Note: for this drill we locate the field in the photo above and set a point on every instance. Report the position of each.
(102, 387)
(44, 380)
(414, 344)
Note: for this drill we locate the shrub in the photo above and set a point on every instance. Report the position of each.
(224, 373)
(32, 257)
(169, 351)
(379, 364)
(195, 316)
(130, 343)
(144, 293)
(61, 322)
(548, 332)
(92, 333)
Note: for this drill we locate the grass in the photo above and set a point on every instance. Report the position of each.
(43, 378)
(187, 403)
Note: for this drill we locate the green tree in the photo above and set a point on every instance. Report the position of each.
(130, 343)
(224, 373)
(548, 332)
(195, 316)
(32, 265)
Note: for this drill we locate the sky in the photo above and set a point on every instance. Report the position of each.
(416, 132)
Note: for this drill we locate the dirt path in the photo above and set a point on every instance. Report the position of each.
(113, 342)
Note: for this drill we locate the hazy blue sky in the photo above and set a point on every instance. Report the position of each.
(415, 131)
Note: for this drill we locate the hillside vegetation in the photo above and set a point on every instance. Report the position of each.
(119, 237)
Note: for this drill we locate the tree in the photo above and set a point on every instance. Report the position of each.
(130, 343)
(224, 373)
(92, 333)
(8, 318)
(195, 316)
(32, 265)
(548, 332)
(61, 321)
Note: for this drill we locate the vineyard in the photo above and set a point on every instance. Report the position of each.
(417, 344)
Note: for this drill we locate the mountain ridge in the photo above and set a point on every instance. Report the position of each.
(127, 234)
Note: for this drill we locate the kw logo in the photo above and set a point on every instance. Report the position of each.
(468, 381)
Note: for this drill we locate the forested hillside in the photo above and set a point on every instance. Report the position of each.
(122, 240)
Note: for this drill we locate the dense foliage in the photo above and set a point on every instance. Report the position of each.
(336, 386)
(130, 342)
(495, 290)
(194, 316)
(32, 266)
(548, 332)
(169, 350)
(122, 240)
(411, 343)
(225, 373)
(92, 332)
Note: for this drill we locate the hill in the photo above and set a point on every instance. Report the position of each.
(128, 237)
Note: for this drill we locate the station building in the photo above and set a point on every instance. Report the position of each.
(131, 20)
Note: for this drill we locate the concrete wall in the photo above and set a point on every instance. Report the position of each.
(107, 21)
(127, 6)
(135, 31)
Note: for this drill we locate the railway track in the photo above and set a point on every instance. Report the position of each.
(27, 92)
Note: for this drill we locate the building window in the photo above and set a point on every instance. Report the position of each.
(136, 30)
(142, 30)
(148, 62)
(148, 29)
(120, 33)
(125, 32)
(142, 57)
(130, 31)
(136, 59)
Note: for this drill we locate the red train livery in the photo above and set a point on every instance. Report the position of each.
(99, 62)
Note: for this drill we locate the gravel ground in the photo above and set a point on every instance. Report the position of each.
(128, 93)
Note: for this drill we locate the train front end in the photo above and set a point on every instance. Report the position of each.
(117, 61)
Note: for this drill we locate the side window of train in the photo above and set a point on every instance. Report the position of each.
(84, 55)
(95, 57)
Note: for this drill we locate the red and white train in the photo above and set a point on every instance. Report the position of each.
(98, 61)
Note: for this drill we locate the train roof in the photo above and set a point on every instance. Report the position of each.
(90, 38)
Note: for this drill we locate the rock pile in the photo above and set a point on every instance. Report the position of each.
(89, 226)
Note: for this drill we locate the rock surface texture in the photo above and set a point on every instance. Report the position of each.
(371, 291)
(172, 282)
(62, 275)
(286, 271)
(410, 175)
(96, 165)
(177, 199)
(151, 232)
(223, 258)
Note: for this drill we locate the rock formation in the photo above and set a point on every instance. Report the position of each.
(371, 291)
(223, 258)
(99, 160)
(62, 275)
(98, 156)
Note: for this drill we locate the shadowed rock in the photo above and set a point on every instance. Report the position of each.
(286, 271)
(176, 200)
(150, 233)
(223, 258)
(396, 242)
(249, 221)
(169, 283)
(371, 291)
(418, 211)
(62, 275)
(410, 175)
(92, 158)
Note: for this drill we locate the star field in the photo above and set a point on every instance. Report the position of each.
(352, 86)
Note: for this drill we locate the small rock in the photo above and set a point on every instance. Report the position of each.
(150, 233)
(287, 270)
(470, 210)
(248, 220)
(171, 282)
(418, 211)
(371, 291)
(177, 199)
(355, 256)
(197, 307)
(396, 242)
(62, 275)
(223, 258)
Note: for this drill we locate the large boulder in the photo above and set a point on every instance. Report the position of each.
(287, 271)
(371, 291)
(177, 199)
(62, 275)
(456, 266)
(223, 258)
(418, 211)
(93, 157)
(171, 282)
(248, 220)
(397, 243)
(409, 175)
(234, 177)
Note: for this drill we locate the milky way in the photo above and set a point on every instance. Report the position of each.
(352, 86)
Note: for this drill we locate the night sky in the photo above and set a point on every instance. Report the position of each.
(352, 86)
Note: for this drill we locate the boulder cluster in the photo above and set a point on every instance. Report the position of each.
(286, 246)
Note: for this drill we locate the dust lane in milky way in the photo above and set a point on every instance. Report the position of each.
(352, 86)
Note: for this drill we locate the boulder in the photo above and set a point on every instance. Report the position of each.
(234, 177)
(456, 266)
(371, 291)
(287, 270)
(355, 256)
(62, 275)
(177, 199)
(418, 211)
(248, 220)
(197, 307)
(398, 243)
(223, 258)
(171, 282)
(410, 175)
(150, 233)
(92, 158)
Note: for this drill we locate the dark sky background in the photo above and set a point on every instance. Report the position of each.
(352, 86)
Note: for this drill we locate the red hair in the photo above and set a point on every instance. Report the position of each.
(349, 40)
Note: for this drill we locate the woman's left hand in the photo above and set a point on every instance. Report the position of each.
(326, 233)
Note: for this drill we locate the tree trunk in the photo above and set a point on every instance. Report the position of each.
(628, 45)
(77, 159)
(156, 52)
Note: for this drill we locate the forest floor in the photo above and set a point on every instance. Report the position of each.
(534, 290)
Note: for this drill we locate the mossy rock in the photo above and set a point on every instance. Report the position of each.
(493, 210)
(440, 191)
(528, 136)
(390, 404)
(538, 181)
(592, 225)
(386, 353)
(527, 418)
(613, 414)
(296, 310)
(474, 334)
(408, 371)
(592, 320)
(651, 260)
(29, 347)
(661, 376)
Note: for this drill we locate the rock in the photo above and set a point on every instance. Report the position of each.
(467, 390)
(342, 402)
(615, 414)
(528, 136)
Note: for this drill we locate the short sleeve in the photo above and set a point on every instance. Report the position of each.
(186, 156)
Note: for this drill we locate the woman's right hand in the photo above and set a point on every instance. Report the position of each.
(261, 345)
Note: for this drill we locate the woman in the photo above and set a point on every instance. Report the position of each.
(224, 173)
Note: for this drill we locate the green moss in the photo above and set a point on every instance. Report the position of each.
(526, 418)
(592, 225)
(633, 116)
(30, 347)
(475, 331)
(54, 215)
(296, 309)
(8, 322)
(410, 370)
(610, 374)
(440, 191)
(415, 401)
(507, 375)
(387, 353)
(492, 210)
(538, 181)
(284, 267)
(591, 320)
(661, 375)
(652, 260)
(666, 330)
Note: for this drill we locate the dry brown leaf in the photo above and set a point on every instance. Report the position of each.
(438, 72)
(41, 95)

:: YOUR TASK ::
All the lines above should come back exactly as written.

:: WRITTEN ANSWER ::
Note: for this drill we locate the field in the photo above and set a point on every instance. Report the position of each.
(102, 387)
(44, 380)
(414, 344)
Note: for this drill we locate the shrub in the photo above and set a point on every instance. Report the position of each.
(224, 373)
(32, 257)
(169, 351)
(379, 364)
(195, 316)
(130, 343)
(144, 293)
(61, 322)
(548, 332)
(92, 333)
Note: for this drill we locate the grass in the photo above and set a point on every instance. Report the position of each.
(43, 378)
(187, 403)
Note: for this drill we locate the green tree in the photo above and set a point on every instance. Report the position of each.
(130, 343)
(224, 373)
(548, 332)
(195, 316)
(32, 265)
Note: for this drill we locate the sky in the photo above and set a point on every instance. Report the position of each.
(416, 132)
Note: for this drill we locate the dirt path in the photo above and set a point on every instance. Report the position of each.
(113, 342)
Note: for this drill we locate the hazy blue sky in the photo above and set a point on every instance. Report the position of each.
(415, 131)
Note: for this drill we locate the hillside vegetation in the photo above and set a point on every instance. Report the position of each.
(119, 237)
Note: for this drill we locate the tree in the photo above and set a point on every instance. Report the position of each.
(130, 343)
(224, 373)
(92, 333)
(8, 318)
(195, 316)
(32, 265)
(548, 332)
(61, 321)
Note: for this drill we locate the vineyard in the photo above and set a point on every instance. Report the position of each.
(417, 344)
Note: for this drill we locate the mountain ridge in the photo above and set a point on every instance. Report the position of each.
(127, 234)
Note: for this drill we locate the kw logo in the photo above and set a point on every instance. Report the position of each.
(468, 381)
Note: for this drill we locate the forested hillside in the photo above and set a point on every instance. Report the position of each.
(122, 240)
Note: for this drill we locate the dense foliage in the photo above and set a point on every instance. Report the position of each.
(336, 386)
(130, 342)
(495, 290)
(194, 316)
(32, 266)
(548, 332)
(169, 350)
(122, 240)
(411, 343)
(225, 373)
(92, 332)
Note: for this drill we locate the hill in the photo above and set a point on every instance. Report the position of each.
(128, 237)
Note: for this drill we locate the station building in the photo above and set a point on every instance. Report the position of each.
(131, 20)
Note: for this drill we locate the concrete wall in the photo above and set a point on every instance. Report the position of each.
(107, 21)
(127, 6)
(135, 31)
Note: for this drill we locate the railway track in the photo above and set a point on every instance. Report the position of each.
(27, 92)
Note: for this drill we locate the building window in the photo above and set a point on every instance. Report the position of each.
(136, 30)
(142, 30)
(148, 62)
(148, 29)
(120, 33)
(125, 32)
(142, 57)
(130, 31)
(136, 59)
Note: for this drill we locate the red train livery in the photo above and set a point on every instance. Report the position of each.
(99, 62)
Note: for this drill we locate the gravel ground in the photo above and set a point on every instance. Report the position of each.
(128, 93)
Note: for this drill we locate the train front end in the photo above and set a point on every instance. Report the position of each.
(117, 61)
Note: for this drill we locate the side window of train in the photo above and set a point on every instance. Report the position of each.
(84, 55)
(95, 57)
Note: for this drill we locate the red and white train in the photo above and set a point on every instance. Report the position of each.
(98, 61)
Note: for this drill we locate the train roof in the photo above and set a point on every instance. Report the position of each.
(90, 38)
Note: for this drill we locate the rock pile in the photo above and set a point on every instance. Report the position of each.
(89, 226)
Note: for this drill we locate the rock surface texture in the photo above and set a point on every instance. Report the position of each.
(371, 291)
(172, 282)
(62, 275)
(286, 271)
(410, 175)
(96, 165)
(177, 199)
(151, 232)
(223, 258)
Note: for this drill we locate the rock formation in the photo above and set a point on every instance. Report the position of each.
(371, 291)
(223, 258)
(99, 160)
(62, 275)
(98, 156)
Note: for this drill we locate the shadowed rock in the photo above and set a point on every instance. Report the position of each.
(286, 271)
(176, 200)
(150, 233)
(223, 258)
(396, 242)
(249, 221)
(169, 283)
(371, 291)
(418, 211)
(62, 275)
(410, 175)
(92, 158)
Note: for this drill we locate the star field in the photo above and set a point on every instance. Report the position of each.
(352, 86)
Note: for this drill we locate the small rock in the photo above and set a point on every instance. Report the position of each.
(150, 233)
(287, 270)
(470, 210)
(248, 220)
(171, 282)
(418, 211)
(371, 291)
(177, 199)
(355, 256)
(197, 307)
(396, 242)
(62, 275)
(223, 258)
Note: for this drill we locate the large boulder in the photo above and set a point on every instance. Report the position of each.
(287, 271)
(371, 291)
(177, 199)
(62, 275)
(456, 266)
(223, 258)
(418, 211)
(93, 157)
(171, 282)
(248, 220)
(397, 243)
(409, 175)
(234, 177)
Note: for this drill we locate the milky way in the photo above and set a point on every instance. Report the position of each.
(352, 86)
Note: for this drill we locate the night sky in the photo above and set a point on every instance. Report the position of each.
(352, 86)
Note: for this drill we locate the boulder cluster in the photo above and set a point on every instance. Report the position of each.
(286, 246)
Note: for this drill we locate the dust lane in milky way in the photo above and set a point on every instance. Report the position of each.
(352, 86)
Note: for this drill we locate the boulder in the photo above and set a point on every instance. Report the position of each.
(234, 177)
(456, 266)
(371, 291)
(287, 270)
(355, 256)
(62, 275)
(177, 199)
(418, 211)
(248, 220)
(197, 307)
(398, 243)
(223, 258)
(171, 282)
(410, 175)
(150, 233)
(92, 158)
Note: for this drill we locate the dark sky background in the photo above and set a point on every instance. Report the position of each.
(352, 86)
Note: for this drill we locate the red hair in the photo above and set a point on every instance. Report the position of each.
(349, 40)
Note: for this drill we locate the woman's left hand in the photo above and set a point on every instance. Report the position of each.
(326, 233)
Note: for this drill we locate the tree trunk in the photo above and set a point on every instance. Report the position of each.
(628, 45)
(77, 159)
(156, 52)
Note: for this drill we locate the forest floor in the photo above and set a point on every instance. Report the position of each.
(534, 290)
Note: for this drill we locate the mossy rock in the photo above and set a point on every instance. Report the position of each.
(493, 210)
(440, 191)
(528, 136)
(390, 404)
(538, 181)
(592, 225)
(386, 353)
(527, 418)
(613, 414)
(296, 310)
(474, 334)
(408, 371)
(592, 320)
(651, 260)
(29, 347)
(661, 376)
Note: for this drill we locate the rock in the photo above and set a point on every instance. Report the position of each.
(467, 390)
(342, 402)
(615, 414)
(528, 136)
Note: for this drill we locate the short sleeve in the photo above and set a point on every instance. Report the position of each.
(186, 156)
Note: for this drill we locate the woman's right hand in the photo above and set a point on every instance. Report the position of each.
(261, 345)
Note: for this drill we locate the woman in the photo above and set a point on every instance. Report the position of each.
(224, 173)
Note: for this drill we locate the green moss in the photo above and set a point on every instance. Report the position of each.
(526, 418)
(592, 225)
(633, 116)
(30, 347)
(475, 331)
(54, 215)
(296, 309)
(8, 322)
(410, 370)
(610, 374)
(440, 191)
(415, 401)
(507, 375)
(387, 353)
(492, 210)
(538, 181)
(284, 267)
(591, 320)
(661, 375)
(652, 260)
(666, 330)
Note: for this drill we locate the dry brown leaf in the photo above and set a point on every instance. Report the position of each.
(438, 72)
(41, 95)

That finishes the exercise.